INSTRUCTIONS TO FOLLOW: Pictures stay out of this copy; please retype only the lines from the start of the records through the line with "Scouting task: drop one point on every instance of the gray".

*** Opening DATA TO USE ***

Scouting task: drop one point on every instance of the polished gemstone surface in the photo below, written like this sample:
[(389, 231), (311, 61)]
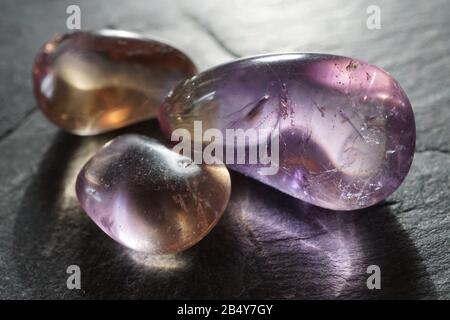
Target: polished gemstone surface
[(149, 198), (346, 128), (92, 82)]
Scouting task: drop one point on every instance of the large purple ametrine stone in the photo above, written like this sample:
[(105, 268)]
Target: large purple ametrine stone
[(346, 128)]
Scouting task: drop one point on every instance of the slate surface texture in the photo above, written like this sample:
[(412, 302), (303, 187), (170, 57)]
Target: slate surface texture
[(268, 245)]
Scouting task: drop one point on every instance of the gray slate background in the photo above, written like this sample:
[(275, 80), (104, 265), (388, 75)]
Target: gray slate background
[(267, 245)]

*** Closing DATA TO USE ***

COMPLETED TASK:
Scouting task: drop one point on every instance of the polished gemstone surface in the photo below, written like this sample:
[(389, 231), (311, 61)]
Target: polished gemstone surface
[(149, 198), (346, 128), (92, 82)]
Scouting task: drop one point on every instance of the large purple ametrine stone in the photo above, written like this sample:
[(105, 268)]
Target: large purple ametrine stone
[(346, 128)]
Scouting task: drop one point on every instance of the slate surface texture in the photo above, written like this sample:
[(412, 302), (303, 187), (170, 57)]
Target: slate surface texture
[(268, 245)]
Scouting task: drop one point on every instance of the gray slate background in the photo above, written like this sample:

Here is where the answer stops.